Supplied information:
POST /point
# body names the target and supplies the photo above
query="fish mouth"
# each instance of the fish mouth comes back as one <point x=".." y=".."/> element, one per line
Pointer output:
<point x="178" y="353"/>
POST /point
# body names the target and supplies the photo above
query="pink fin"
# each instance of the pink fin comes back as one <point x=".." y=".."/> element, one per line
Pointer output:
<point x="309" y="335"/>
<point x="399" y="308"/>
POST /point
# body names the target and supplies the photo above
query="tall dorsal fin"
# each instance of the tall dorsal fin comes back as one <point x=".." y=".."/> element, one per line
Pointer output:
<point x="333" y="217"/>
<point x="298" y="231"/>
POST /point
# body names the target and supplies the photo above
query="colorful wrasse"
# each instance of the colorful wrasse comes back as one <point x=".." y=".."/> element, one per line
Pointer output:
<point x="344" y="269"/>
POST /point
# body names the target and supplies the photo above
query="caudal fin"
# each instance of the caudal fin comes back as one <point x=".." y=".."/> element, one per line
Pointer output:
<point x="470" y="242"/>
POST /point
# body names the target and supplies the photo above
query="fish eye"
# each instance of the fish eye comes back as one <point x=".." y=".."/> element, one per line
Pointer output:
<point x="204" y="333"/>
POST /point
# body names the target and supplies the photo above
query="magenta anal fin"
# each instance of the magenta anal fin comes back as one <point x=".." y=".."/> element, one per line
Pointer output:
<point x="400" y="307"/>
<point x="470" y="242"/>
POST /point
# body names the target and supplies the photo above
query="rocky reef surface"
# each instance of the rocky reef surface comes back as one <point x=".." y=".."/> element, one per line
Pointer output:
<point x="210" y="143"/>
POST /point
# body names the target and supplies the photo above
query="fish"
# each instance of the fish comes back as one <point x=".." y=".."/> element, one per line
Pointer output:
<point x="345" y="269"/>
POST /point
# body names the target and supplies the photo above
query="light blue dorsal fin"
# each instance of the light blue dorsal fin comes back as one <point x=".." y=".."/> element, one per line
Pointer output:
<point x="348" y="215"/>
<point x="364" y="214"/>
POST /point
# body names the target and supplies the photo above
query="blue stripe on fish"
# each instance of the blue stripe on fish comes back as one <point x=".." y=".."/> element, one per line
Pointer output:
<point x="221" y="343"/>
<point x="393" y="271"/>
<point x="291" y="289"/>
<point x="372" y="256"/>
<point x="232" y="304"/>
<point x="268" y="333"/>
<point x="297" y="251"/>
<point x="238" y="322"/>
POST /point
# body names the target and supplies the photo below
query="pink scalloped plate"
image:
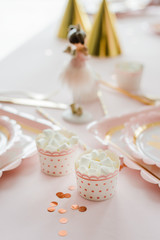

Short problem:
Count the lines in the records above that contain the string "fish". Reply with the number alone.

Full output:
8